WHAT YOU NEED TO DO - Copy out every row below word for word. Leave the pictures out.

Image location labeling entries
○ ○ ○ ○
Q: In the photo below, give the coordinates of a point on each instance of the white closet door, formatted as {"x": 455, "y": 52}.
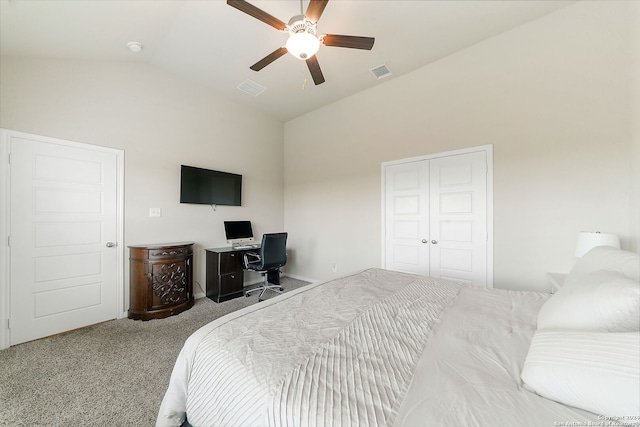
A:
{"x": 435, "y": 217}
{"x": 64, "y": 268}
{"x": 407, "y": 217}
{"x": 458, "y": 238}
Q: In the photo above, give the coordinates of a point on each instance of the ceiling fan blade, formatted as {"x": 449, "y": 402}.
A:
{"x": 315, "y": 9}
{"x": 257, "y": 13}
{"x": 269, "y": 59}
{"x": 353, "y": 42}
{"x": 314, "y": 69}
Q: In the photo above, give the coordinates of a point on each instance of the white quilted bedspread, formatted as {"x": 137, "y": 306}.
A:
{"x": 376, "y": 348}
{"x": 337, "y": 354}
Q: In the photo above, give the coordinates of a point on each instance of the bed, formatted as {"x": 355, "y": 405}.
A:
{"x": 382, "y": 348}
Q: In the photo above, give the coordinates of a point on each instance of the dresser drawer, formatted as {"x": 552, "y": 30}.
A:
{"x": 231, "y": 262}
{"x": 164, "y": 253}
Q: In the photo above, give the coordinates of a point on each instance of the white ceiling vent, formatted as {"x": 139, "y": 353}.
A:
{"x": 381, "y": 71}
{"x": 251, "y": 87}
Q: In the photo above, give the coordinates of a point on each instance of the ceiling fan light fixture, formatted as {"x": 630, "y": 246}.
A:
{"x": 302, "y": 42}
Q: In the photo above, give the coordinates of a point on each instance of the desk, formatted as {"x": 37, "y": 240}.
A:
{"x": 225, "y": 273}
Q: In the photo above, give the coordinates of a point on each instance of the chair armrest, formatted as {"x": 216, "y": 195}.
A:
{"x": 255, "y": 256}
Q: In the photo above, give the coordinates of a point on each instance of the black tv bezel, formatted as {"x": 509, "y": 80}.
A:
{"x": 214, "y": 177}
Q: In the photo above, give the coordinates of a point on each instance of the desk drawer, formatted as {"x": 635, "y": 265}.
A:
{"x": 231, "y": 284}
{"x": 231, "y": 262}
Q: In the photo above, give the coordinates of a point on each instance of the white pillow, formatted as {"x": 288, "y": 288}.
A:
{"x": 595, "y": 371}
{"x": 599, "y": 301}
{"x": 607, "y": 257}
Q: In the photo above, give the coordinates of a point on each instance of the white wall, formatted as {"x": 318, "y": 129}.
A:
{"x": 160, "y": 122}
{"x": 552, "y": 97}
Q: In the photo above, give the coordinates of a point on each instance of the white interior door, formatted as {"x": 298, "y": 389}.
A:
{"x": 64, "y": 268}
{"x": 458, "y": 198}
{"x": 407, "y": 217}
{"x": 437, "y": 217}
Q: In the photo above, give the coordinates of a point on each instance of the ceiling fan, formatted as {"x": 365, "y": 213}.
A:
○ ○ ○ ○
FINISHED ANSWER -
Q: In the photo below, give the coordinates of a point on each instance of the white closet door, formatted as {"x": 455, "y": 52}.
A:
{"x": 435, "y": 217}
{"x": 64, "y": 268}
{"x": 407, "y": 217}
{"x": 458, "y": 238}
Q: In the photo above, give the coordinates of a point on each instance of the ceiling fan blade, formatted as {"x": 449, "y": 402}.
A:
{"x": 315, "y": 9}
{"x": 257, "y": 13}
{"x": 269, "y": 59}
{"x": 353, "y": 42}
{"x": 314, "y": 69}
Q: In the photo above, give the coordinates of a point on each instance of the white quilted bedspread, formatted as {"x": 137, "y": 306}.
A:
{"x": 376, "y": 348}
{"x": 337, "y": 354}
Q: In the photo above, give the coordinates of a point on each instance of the bed, formatted as {"x": 355, "y": 405}.
A:
{"x": 382, "y": 348}
Q: In the photo above, give the coordinates of a point on each instance of the dresser drawer, formatted as {"x": 552, "y": 30}.
A:
{"x": 231, "y": 262}
{"x": 164, "y": 253}
Q: In the photo above, give the coordinates of a point on each instance of the white ceiling vent, formatted as {"x": 139, "y": 353}.
A:
{"x": 381, "y": 71}
{"x": 251, "y": 87}
Q: In the photo above, give the coordinates of a point on each instance of the ceiling fan light fixture, formatted as {"x": 630, "y": 246}.
A:
{"x": 302, "y": 42}
Q: In the photo above, give the coordinates of a point on each instance of the desk, formatted as {"x": 37, "y": 240}.
A:
{"x": 225, "y": 273}
Q: In the photo above, give the coordinates of a point on each instance of the chair armrest, formatted as {"x": 216, "y": 195}.
A:
{"x": 255, "y": 256}
Q: In the photo above, give the coordinates of a point on each instance of the black tv bezel, formatted as {"x": 509, "y": 80}.
A:
{"x": 214, "y": 177}
Q: In the photo above, give the coordinates of a point on each instance of the desk drawer, formatted as {"x": 635, "y": 265}.
A:
{"x": 231, "y": 284}
{"x": 231, "y": 262}
Q: In the photo above, give the coordinates of a point on each instance of the white pillow, formatted as {"x": 288, "y": 288}.
A:
{"x": 595, "y": 371}
{"x": 599, "y": 301}
{"x": 607, "y": 257}
Q: In the photo above, give the coordinates of a point on each instance of the white wall, formatted as {"x": 318, "y": 129}.
A:
{"x": 160, "y": 122}
{"x": 552, "y": 97}
Q: In the photo above, give the coordinates of a point on each instance of the white interior door, formatted as {"x": 298, "y": 389}.
A:
{"x": 64, "y": 268}
{"x": 458, "y": 198}
{"x": 407, "y": 217}
{"x": 437, "y": 217}
Q: In the photo above, give the coordinates of a point on each instance of the ceiling fan, formatted as {"x": 365, "y": 213}.
A:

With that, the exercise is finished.